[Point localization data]
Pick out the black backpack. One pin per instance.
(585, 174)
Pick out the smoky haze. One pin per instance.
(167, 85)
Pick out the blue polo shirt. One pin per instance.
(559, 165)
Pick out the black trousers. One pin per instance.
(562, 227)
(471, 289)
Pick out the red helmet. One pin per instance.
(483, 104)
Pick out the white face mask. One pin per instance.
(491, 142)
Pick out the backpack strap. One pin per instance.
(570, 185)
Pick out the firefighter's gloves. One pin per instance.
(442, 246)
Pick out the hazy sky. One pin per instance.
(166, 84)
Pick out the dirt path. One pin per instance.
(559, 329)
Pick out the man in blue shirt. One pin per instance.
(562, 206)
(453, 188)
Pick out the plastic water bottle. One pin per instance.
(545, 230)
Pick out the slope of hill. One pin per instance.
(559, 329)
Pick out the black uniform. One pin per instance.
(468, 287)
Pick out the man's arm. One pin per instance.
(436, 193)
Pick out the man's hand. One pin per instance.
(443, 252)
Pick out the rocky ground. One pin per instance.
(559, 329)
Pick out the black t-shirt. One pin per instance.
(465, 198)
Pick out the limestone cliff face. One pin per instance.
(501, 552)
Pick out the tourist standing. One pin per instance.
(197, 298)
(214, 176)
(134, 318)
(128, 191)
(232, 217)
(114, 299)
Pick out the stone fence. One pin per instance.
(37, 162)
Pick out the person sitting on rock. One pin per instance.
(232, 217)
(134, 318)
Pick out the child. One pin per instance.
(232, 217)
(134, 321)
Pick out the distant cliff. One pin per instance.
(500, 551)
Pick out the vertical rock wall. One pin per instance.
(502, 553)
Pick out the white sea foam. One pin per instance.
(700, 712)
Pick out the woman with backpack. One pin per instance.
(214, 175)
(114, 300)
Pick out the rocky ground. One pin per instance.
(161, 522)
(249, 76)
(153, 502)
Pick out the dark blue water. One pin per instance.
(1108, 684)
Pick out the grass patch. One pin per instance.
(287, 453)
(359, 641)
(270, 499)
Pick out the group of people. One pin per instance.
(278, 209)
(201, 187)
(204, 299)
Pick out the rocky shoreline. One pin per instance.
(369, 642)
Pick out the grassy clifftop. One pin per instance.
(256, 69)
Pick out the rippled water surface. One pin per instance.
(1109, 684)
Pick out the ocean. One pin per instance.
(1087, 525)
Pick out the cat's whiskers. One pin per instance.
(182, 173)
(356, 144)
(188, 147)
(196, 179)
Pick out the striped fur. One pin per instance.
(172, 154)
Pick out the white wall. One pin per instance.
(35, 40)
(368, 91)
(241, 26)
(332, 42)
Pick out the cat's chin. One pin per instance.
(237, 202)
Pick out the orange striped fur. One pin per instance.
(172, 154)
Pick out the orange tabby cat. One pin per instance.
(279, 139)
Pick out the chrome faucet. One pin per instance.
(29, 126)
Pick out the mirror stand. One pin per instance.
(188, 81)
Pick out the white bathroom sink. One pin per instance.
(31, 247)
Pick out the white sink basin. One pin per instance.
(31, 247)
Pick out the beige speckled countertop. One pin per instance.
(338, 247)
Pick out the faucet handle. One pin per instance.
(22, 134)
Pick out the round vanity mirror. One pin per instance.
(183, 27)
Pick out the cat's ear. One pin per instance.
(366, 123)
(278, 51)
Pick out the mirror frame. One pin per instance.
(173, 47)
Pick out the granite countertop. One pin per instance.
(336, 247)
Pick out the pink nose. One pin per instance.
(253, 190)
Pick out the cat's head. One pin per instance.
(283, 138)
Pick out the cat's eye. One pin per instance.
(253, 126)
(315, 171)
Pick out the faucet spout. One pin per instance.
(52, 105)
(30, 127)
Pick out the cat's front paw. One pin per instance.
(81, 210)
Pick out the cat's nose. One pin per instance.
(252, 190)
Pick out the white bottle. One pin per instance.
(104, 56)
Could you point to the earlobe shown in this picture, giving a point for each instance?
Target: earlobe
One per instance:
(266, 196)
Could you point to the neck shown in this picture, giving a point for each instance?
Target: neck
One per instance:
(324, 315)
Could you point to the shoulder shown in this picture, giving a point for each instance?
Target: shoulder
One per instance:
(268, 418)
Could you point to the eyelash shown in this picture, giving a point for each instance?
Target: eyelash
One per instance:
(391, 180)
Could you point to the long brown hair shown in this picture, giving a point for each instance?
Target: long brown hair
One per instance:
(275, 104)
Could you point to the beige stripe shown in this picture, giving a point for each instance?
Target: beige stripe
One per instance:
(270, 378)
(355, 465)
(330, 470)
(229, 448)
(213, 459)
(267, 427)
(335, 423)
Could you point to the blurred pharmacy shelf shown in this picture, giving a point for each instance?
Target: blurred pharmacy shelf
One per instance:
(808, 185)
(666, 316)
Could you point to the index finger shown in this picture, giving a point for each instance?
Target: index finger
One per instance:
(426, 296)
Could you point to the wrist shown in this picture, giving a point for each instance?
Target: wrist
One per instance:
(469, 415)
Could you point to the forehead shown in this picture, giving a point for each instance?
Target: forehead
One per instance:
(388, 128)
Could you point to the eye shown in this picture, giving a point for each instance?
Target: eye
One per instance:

● **Task item**
Each entry above needs to be duplicated verbatim.

● **Answer to the exercise**
Pick out the black backpack. One pin per instance.
(585, 174)
Pick out the smoky haze. One pin per instance.
(167, 85)
Pick out the blue polo shirt. One pin per instance.
(559, 165)
Pick out the black trousers. One pin per instance.
(562, 227)
(471, 289)
Pick out the red helmet. One pin per instance.
(483, 104)
Pick out the white face mask. One pin per instance.
(491, 142)
Pick out the backpack strap. One pin per instance.
(570, 185)
Pick out the firefighter's gloves. One pin per instance.
(442, 246)
Pick out the hazy sky. One pin per instance.
(166, 84)
Pick out the dirt path. One pin per instance.
(559, 329)
Pick out the man in blue shirt. One pin per instance.
(562, 206)
(453, 188)
Pick out the plastic water bottle. One pin per instance.
(545, 230)
Pick out the slope of hill. One pin per instance.
(559, 329)
Pick out the black uniform. One pin per instance.
(468, 287)
Pick out the man's arm. One pin per instance.
(436, 193)
Pick out the man's hand. One pin per instance.
(443, 252)
Pick out the rocky ground. One pin per instance.
(559, 329)
Pick out the black t-shirt. One pin per instance.
(465, 198)
Pick out the limestone cliff face. One pin per instance.
(501, 552)
Pick out the tourist standing. One pin per instance.
(197, 298)
(214, 176)
(134, 318)
(128, 191)
(232, 217)
(114, 299)
Pick out the stone fence. One pin per instance.
(37, 162)
Pick out the person sitting on rock. One pin per instance.
(232, 217)
(134, 318)
Pick out the child. One pin per instance.
(232, 217)
(134, 321)
Pick out the distant cliff. One pin per instance.
(500, 551)
Pick out the vertical rock wall. One pin per instance.
(502, 553)
Pick out the white sea foam. One pin per instance.
(700, 712)
Pick out the woman with backpack. One pin per instance.
(214, 175)
(114, 300)
Pick out the rocky ground. One pin per instance.
(161, 522)
(249, 76)
(153, 502)
Pick out the dark blue water. One pin per instance.
(1108, 684)
Pick out the grass patch. One pin per instance.
(287, 453)
(359, 641)
(270, 499)
Pick out the group of people. One pin per instance.
(278, 209)
(201, 187)
(204, 299)
Pick out the rocky shoreline. One pin per instance.
(369, 642)
Pick out the grassy clifftop. One pin per instance.
(256, 69)
Pick out the rippled water surface. One pin per instance.
(1109, 684)
Pick out the ocean. One pin per instance.
(1087, 525)
Pick out the cat's whiskers. One pin per instance.
(182, 173)
(356, 144)
(188, 147)
(196, 179)
Pick out the striped fur. One pin per instance.
(172, 154)
Pick out the white wall. One pin per instance.
(35, 40)
(368, 91)
(241, 26)
(332, 42)
Pick out the cat's chin. One pin per instance.
(237, 202)
Pick out the orange striped fur. One pin per instance.
(172, 154)
Pick out the orange tabby cat. One pin per instance.
(279, 139)
Pick out the chrome faucet. One pin per instance.
(29, 126)
Pick out the mirror stand. One pin per instance.
(188, 81)
Pick out the white bathroom sink. One pin per instance.
(31, 247)
Pick out the white sink basin. One pin per instance.
(31, 247)
Pick out the beige speckled countertop. One pin per instance.
(338, 247)
Pick out the faucet handle. One pin per instance.
(22, 134)
Pick out the round vanity mirror. One pin per instance.
(183, 27)
Pick out the cat's ear. One pin per instance.
(366, 123)
(278, 51)
Pick out the mirror frame. One pin per instance.
(173, 47)
Pick out the granite countertop. One pin per instance.
(336, 247)
Pick out the pink nose. One pin per instance.
(253, 190)
Pick out the cat's head. One pin per instance.
(283, 138)
Pick out the cat's eye. One pin per instance.
(253, 126)
(315, 171)
Pick out the faucet spout. One pin per instance.
(52, 105)
(30, 127)
Pick out the cat's front paw. One pin per instance.
(81, 210)
Pick out the cat's nose. One pin per instance.
(252, 190)
Pick out the white bottle. One pin per instance.
(104, 56)
Could you point to the earlobe shown in this picture, giving a point for each instance?
Target: earlobe
One per instance:
(266, 196)
Could you point to the neck shown in this picture, giving a point for each instance?
Target: neck
One per instance:
(324, 315)
Could you point to the shoulder shown in this picture, giving a point for each instance?
Target: shoulder
One per instance:
(268, 418)
Could you point to the eyelash shown in this picture, giving a point for each instance?
Target: eyelash
One per instance:
(391, 180)
Could you point to the long brown hair shown in this picture, giving a point for each instance?
Target: long brown hair
One per instance:
(275, 104)
Could you point to the beige stripe shown in this picture, giving a point for each instance?
Target: beige stripe
One per instance:
(270, 378)
(355, 465)
(330, 470)
(229, 448)
(213, 459)
(267, 427)
(335, 423)
Could you point to the blurred pharmacy shelf shown in this picture, giving a point for each instance?
Target: blurred pharmacy shelf
One per instance:
(808, 185)
(666, 316)
Could you point to the index finger shown in this picture, giving a point for each instance?
Target: index finger
One per instance:
(426, 296)
Could you point to the wrist shown in this picture, giving a point for each instance?
Target: wrist
One per instance:
(469, 415)
Could you point to the forehead shown in this picture, giving a point for each instance?
Target: forehead
One per instance:
(388, 128)
Could you point to the eye shown in this picture, giving a point for each instance?
Target: eye
One per instance:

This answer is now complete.